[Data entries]
--*--

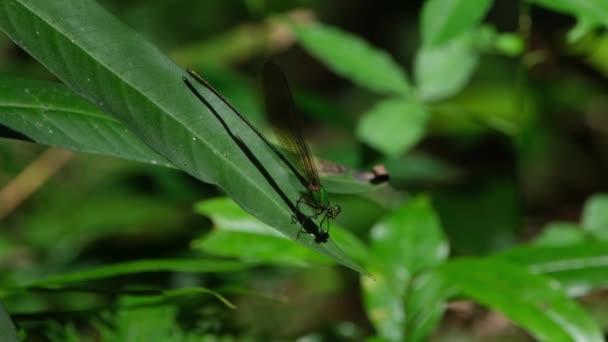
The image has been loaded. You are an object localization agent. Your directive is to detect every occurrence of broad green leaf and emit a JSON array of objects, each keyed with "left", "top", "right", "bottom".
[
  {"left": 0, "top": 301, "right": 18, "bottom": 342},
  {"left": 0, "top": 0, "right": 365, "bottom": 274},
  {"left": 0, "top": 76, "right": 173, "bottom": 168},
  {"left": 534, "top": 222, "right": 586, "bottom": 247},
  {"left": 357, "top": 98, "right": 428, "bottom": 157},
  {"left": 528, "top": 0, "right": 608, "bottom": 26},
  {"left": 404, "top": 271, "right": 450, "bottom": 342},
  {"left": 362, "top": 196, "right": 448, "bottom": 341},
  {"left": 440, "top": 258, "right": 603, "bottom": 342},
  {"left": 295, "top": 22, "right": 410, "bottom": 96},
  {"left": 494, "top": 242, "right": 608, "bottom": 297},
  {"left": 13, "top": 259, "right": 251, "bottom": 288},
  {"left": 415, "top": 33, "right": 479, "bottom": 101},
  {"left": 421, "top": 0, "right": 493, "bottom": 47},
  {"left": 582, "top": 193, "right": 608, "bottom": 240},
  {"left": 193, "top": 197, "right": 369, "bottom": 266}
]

--*--

■ Exercise brief:
The entries are to be transcribed in full. Their pictures are not.

■ Answer section:
The image has been loaded. You are an object localization agent. Your directive is to detect every occurrence of broad green leaf and emit a JSON array of objects, each keyed with "left", "top", "right", "bottom".
[
  {"left": 0, "top": 301, "right": 18, "bottom": 342},
  {"left": 0, "top": 0, "right": 365, "bottom": 274},
  {"left": 0, "top": 76, "right": 173, "bottom": 168},
  {"left": 534, "top": 222, "right": 586, "bottom": 247},
  {"left": 357, "top": 98, "right": 428, "bottom": 157},
  {"left": 528, "top": 0, "right": 608, "bottom": 26},
  {"left": 404, "top": 271, "right": 450, "bottom": 342},
  {"left": 362, "top": 196, "right": 448, "bottom": 341},
  {"left": 440, "top": 258, "right": 603, "bottom": 342},
  {"left": 295, "top": 22, "right": 410, "bottom": 96},
  {"left": 494, "top": 242, "right": 608, "bottom": 297},
  {"left": 13, "top": 259, "right": 251, "bottom": 288},
  {"left": 415, "top": 33, "right": 479, "bottom": 101},
  {"left": 421, "top": 0, "right": 493, "bottom": 47},
  {"left": 582, "top": 193, "right": 608, "bottom": 240},
  {"left": 193, "top": 197, "right": 369, "bottom": 266}
]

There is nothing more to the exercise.